■ Requirement
Can you copy every line again, starting at the line that contains "Objective — one point per instance of the harbor" and stopping after the last of the entries, and add 25 to each coordinate in the answers while leaving everything else unchanged?

[BEGIN Given records]

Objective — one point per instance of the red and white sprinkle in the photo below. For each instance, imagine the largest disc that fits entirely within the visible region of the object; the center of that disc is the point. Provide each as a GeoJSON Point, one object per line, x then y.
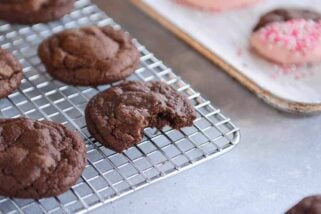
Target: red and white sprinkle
{"type": "Point", "coordinates": [297, 35]}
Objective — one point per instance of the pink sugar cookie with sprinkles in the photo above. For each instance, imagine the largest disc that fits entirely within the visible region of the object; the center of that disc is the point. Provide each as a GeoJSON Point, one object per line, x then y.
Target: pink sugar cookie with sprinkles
{"type": "Point", "coordinates": [289, 37]}
{"type": "Point", "coordinates": [217, 5]}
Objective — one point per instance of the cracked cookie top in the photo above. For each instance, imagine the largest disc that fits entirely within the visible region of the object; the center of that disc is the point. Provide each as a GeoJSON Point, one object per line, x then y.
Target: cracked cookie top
{"type": "Point", "coordinates": [118, 116]}
{"type": "Point", "coordinates": [38, 158]}
{"type": "Point", "coordinates": [89, 56]}
{"type": "Point", "coordinates": [10, 73]}
{"type": "Point", "coordinates": [34, 11]}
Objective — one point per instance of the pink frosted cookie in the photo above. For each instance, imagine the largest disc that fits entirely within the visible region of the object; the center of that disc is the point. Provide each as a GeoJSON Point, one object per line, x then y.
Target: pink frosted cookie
{"type": "Point", "coordinates": [288, 36]}
{"type": "Point", "coordinates": [218, 5]}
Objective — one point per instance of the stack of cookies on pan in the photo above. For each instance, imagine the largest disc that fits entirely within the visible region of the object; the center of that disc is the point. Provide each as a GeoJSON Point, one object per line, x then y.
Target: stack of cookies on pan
{"type": "Point", "coordinates": [43, 159]}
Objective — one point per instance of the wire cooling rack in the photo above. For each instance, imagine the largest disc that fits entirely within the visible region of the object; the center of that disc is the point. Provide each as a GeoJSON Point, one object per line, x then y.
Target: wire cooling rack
{"type": "Point", "coordinates": [108, 175]}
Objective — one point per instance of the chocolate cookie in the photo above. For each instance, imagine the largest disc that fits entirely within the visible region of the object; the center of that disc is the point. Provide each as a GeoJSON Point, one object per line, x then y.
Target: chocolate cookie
{"type": "Point", "coordinates": [117, 117]}
{"type": "Point", "coordinates": [89, 56]}
{"type": "Point", "coordinates": [10, 73]}
{"type": "Point", "coordinates": [309, 205]}
{"type": "Point", "coordinates": [34, 11]}
{"type": "Point", "coordinates": [282, 15]}
{"type": "Point", "coordinates": [38, 159]}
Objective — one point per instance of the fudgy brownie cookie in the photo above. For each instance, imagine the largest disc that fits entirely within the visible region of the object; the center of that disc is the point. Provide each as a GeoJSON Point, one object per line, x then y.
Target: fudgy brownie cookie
{"type": "Point", "coordinates": [308, 205]}
{"type": "Point", "coordinates": [90, 56]}
{"type": "Point", "coordinates": [38, 158]}
{"type": "Point", "coordinates": [117, 117]}
{"type": "Point", "coordinates": [288, 36]}
{"type": "Point", "coordinates": [34, 11]}
{"type": "Point", "coordinates": [10, 73]}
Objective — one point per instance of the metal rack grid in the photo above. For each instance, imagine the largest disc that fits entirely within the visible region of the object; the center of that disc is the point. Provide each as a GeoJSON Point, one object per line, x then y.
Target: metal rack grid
{"type": "Point", "coordinates": [108, 175]}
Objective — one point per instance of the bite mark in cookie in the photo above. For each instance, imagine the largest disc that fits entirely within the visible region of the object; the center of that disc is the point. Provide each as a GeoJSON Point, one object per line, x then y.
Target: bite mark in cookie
{"type": "Point", "coordinates": [118, 116]}
{"type": "Point", "coordinates": [10, 73]}
{"type": "Point", "coordinates": [38, 158]}
{"type": "Point", "coordinates": [90, 56]}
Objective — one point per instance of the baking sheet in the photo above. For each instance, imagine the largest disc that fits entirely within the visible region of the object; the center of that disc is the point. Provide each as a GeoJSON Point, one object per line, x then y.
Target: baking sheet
{"type": "Point", "coordinates": [108, 175]}
{"type": "Point", "coordinates": [226, 35]}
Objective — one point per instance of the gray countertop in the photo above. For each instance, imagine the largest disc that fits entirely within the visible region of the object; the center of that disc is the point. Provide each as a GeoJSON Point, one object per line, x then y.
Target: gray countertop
{"type": "Point", "coordinates": [276, 164]}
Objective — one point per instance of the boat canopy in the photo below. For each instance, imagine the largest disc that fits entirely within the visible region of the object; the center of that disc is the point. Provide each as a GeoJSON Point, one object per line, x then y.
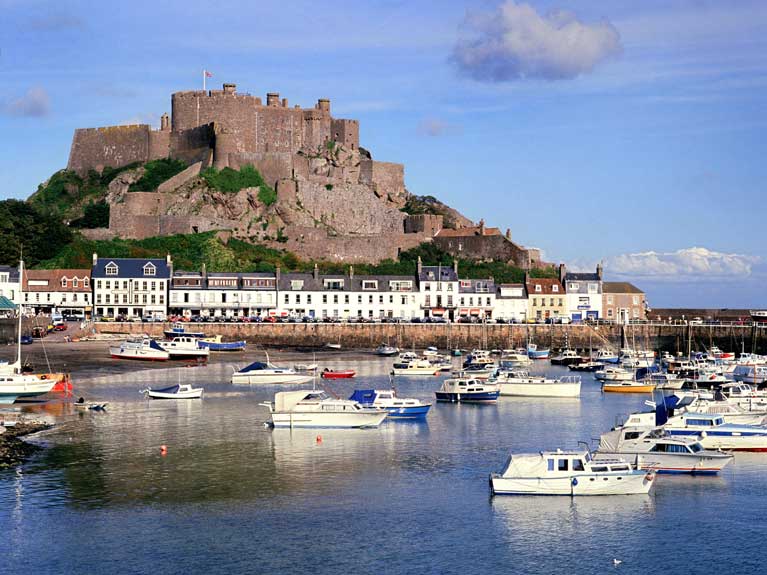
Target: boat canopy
{"type": "Point", "coordinates": [154, 345]}
{"type": "Point", "coordinates": [256, 366]}
{"type": "Point", "coordinates": [363, 395]}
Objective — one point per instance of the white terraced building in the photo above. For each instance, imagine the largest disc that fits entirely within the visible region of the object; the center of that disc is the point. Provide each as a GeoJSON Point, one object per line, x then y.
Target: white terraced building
{"type": "Point", "coordinates": [347, 296]}
{"type": "Point", "coordinates": [218, 294]}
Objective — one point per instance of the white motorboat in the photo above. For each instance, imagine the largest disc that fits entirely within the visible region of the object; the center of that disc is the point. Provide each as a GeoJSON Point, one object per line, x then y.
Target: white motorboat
{"type": "Point", "coordinates": [663, 380]}
{"type": "Point", "coordinates": [144, 348]}
{"type": "Point", "coordinates": [399, 407]}
{"type": "Point", "coordinates": [260, 372]}
{"type": "Point", "coordinates": [310, 408]}
{"type": "Point", "coordinates": [415, 367]}
{"type": "Point", "coordinates": [606, 356]}
{"type": "Point", "coordinates": [656, 450]}
{"type": "Point", "coordinates": [522, 384]}
{"type": "Point", "coordinates": [185, 346]}
{"type": "Point", "coordinates": [465, 390]}
{"type": "Point", "coordinates": [385, 350]}
{"type": "Point", "coordinates": [569, 473]}
{"type": "Point", "coordinates": [180, 391]}
{"type": "Point", "coordinates": [614, 374]}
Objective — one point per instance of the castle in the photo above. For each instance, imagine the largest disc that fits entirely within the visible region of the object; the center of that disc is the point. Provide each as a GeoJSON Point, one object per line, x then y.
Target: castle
{"type": "Point", "coordinates": [333, 200]}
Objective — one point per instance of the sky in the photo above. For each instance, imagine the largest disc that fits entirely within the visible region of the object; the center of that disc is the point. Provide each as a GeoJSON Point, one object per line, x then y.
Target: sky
{"type": "Point", "coordinates": [631, 133]}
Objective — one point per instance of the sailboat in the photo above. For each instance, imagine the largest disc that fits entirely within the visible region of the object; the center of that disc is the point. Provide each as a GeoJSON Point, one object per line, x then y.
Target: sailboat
{"type": "Point", "coordinates": [13, 383]}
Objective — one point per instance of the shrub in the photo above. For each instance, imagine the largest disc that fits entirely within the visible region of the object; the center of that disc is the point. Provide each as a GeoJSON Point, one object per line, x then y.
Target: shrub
{"type": "Point", "coordinates": [156, 172]}
{"type": "Point", "coordinates": [232, 181]}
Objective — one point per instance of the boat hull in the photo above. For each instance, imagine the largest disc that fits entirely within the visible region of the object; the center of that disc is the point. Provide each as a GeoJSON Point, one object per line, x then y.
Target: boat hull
{"type": "Point", "coordinates": [142, 355]}
{"type": "Point", "coordinates": [318, 419]}
{"type": "Point", "coordinates": [616, 387]}
{"type": "Point", "coordinates": [223, 346]}
{"type": "Point", "coordinates": [277, 379]}
{"type": "Point", "coordinates": [477, 397]}
{"type": "Point", "coordinates": [632, 483]}
{"type": "Point", "coordinates": [553, 389]}
{"type": "Point", "coordinates": [688, 463]}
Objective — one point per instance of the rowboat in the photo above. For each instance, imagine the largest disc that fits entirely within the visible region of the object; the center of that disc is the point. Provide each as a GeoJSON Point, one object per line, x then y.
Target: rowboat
{"type": "Point", "coordinates": [337, 373]}
{"type": "Point", "coordinates": [180, 391]}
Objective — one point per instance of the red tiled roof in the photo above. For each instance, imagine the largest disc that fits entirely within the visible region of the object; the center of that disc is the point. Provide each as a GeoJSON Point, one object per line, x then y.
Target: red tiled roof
{"type": "Point", "coordinates": [54, 278]}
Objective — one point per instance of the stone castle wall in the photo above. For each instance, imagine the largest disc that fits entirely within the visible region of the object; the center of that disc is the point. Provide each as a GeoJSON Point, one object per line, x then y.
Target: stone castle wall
{"type": "Point", "coordinates": [115, 146]}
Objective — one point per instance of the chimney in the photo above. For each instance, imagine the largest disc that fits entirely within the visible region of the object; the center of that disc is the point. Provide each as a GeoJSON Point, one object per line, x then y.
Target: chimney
{"type": "Point", "coordinates": [272, 99]}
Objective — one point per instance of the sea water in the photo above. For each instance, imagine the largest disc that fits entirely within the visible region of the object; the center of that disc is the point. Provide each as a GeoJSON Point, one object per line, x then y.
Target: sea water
{"type": "Point", "coordinates": [232, 496]}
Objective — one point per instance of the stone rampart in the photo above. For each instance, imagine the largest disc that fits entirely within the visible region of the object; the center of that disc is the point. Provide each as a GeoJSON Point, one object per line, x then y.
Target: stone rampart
{"type": "Point", "coordinates": [469, 336]}
{"type": "Point", "coordinates": [114, 146]}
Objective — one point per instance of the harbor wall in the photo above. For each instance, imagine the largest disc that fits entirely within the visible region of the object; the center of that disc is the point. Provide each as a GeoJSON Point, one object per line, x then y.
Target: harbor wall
{"type": "Point", "coordinates": [672, 338]}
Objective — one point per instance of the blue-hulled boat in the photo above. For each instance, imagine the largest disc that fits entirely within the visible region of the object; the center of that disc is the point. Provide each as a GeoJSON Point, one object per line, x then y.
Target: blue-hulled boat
{"type": "Point", "coordinates": [534, 353]}
{"type": "Point", "coordinates": [215, 344]}
{"type": "Point", "coordinates": [460, 390]}
{"type": "Point", "coordinates": [179, 329]}
{"type": "Point", "coordinates": [405, 408]}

[END Given records]

■ Expected answer
Objective — one point per instance of the harbor wall in the photo above. For each instance, imagine the largest disc that fits entirely within the visible region of the object; the center of that disc is the point. Provide each as a GeoJSON Point, one object per line, x then y.
Target: harbor wall
{"type": "Point", "coordinates": [697, 363]}
Objective — one point per instance of the blue-hulled boat in the photo above. For each instance, imagine the largest disc that fits entirely within the visible region of the object; the center of that disc is the point. Provide each as a GeoJSON Point, one object per line, x then y.
Target: blue-hulled boat
{"type": "Point", "coordinates": [559, 378]}
{"type": "Point", "coordinates": [240, 369]}
{"type": "Point", "coordinates": [485, 415]}
{"type": "Point", "coordinates": [204, 354]}
{"type": "Point", "coordinates": [430, 433]}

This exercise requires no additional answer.